§ **REQUIREMENT 1**
Reproduce the passage from the commentary on the WSJ's Apple and Comcast report below, starting with "I wasn’t planning" and going on through "WSJ details it.".

§ **PAGE**
####
WSJ’s Apple/Comcast Story Not Accurate, News Being Overblown On Wall Street

I wasn’t planning to write anything about the WSJ’s news story about Apple and Comcast being in discussions to work together, but since I have gotten so many inquiries from others asking me to comment on the post and seeing that Netflix’s stock is now down $30 a share as of 2pm ET, I felt compelled to get something up.

From sources I have spoken to, no such deal between Apple and Comcast is being considered today, the way the WSJ describes it. Apple routinely has discussions with all the major content owners but Apple is not working on any special streaming service that will be delivered via Comcast. While one could always speculate that such a service might, could or should come to the market in the future, anything is possible, but not the way the WSJ details it.

For starters, the WSJ post says that Apple would get “special treatment on Comcast’s cables to ensure it bypasses congestion on the Web”. Not only would Comcast not offer that, legally they aren’t allowed to. The post goes on to say that Apple “wants the new TV service’s traffic to be separated from public Internet traffic over the last mile”. This makes no sense. Once the content is already inside the last mile, it’s no longer “public Internet traffic”, so the WSJ authors simply doesn’t understand, from a basic technical level, how content is delivered.

The post also says that the last mile “tends to get clogged when too many users in a region try to access too much bandwidth at the same time.” As we know from the Netflix and Comcast story, the congestion takes place at interconnect points and generally not inside the “last mile”. Does the WSJ have any data to show us that congestion is taking place inside the last mile at Comcast? Also, users aren’t accessing too much “bandwidth”. I get what they are saying, but they are using the wrong term. Bandwidth is simply the amount of data that can be carried from one point to another in a given time period. Users don’t access “bandwidth”, they are accessing content.
####
§ **RECORDS SUPPLIED**
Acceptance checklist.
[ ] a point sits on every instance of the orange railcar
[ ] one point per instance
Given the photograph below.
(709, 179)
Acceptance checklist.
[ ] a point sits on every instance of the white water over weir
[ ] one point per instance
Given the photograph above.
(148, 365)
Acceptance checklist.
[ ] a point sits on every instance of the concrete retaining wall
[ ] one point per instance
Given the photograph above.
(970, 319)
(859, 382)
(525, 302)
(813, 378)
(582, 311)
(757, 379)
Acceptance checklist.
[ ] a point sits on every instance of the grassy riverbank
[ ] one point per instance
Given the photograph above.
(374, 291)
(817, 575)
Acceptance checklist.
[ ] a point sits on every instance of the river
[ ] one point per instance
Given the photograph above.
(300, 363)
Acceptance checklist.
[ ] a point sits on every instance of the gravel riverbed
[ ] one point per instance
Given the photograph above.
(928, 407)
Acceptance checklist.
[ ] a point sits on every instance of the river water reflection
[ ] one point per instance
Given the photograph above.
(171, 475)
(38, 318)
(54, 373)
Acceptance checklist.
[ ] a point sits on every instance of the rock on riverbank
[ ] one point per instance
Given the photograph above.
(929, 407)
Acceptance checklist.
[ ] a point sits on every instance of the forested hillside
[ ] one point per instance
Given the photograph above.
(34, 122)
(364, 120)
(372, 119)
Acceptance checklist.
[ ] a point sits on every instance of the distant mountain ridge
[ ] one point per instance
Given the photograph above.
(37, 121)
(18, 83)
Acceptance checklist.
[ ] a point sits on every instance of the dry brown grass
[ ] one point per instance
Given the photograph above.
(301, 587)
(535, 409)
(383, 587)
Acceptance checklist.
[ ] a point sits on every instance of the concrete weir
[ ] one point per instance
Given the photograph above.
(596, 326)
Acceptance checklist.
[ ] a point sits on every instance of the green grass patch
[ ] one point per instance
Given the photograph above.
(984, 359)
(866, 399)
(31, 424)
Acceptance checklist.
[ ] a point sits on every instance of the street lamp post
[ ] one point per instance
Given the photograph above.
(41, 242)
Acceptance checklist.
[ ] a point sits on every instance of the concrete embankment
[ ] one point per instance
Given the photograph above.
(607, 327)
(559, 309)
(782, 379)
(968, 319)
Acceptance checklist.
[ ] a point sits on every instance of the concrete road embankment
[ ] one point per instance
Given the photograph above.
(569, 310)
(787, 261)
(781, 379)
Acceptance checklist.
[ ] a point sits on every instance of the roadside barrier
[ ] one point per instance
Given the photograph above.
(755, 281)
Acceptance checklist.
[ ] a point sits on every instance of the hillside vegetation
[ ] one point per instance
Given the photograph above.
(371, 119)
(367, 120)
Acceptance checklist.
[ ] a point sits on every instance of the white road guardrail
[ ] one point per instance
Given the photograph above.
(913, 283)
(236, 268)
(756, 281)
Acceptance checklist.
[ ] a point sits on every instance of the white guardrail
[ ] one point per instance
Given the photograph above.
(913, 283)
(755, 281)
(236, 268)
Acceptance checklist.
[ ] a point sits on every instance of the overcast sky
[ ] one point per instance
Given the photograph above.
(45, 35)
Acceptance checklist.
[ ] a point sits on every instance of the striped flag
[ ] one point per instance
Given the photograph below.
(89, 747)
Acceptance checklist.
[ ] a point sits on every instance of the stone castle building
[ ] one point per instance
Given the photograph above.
####
§ **REQUIREMENT 2**
Gather every line of the entries above that contains the word "embankment".

§ **TASK ANSWER 1**
I wasn’t planning to write anything about the WSJ’s news story about Apple and Comcast being in discussions to work together, but since I have gotten so many inquiries from others asking me to comment on the post and seeing that Netflix’s stock is now down $30 a share as of 2pm ET, I felt compelled to get something up.

From sources I have spoken to, no such deal between Apple and Comcast is being considered today, the way the WSJ describes it. Apple routinely has discussions with all the major content owners but Apple is not working on any special streaming service that will be delivered via Comcast. While one could always speculate that such a service might, could or should come to the market in the future, anything is possible, but not the way the WSJ details it.

§ **TASK ANSWER 2**
[ ] a point sits on every instance of the concrete embankment
[ ] a point sits on every instance of the concrete road embankment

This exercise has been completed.